(Referring expression grounding data)
□ □ □ □

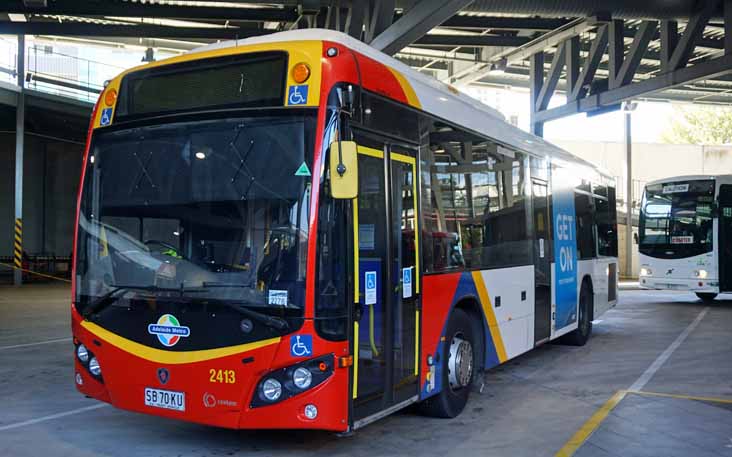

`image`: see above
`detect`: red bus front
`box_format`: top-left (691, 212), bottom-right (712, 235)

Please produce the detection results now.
top-left (71, 39), bottom-right (353, 431)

□ □ □ □

## Task instructions
Through the last line of the entries above, beginning at the line containing "bottom-right (712, 235)", transcribe each line exactly, both ends included and nothing more.

## Response for this exercise
`box_format`: top-left (691, 212), bottom-right (712, 235)

Please produce the detection results now.
top-left (71, 39), bottom-right (353, 431)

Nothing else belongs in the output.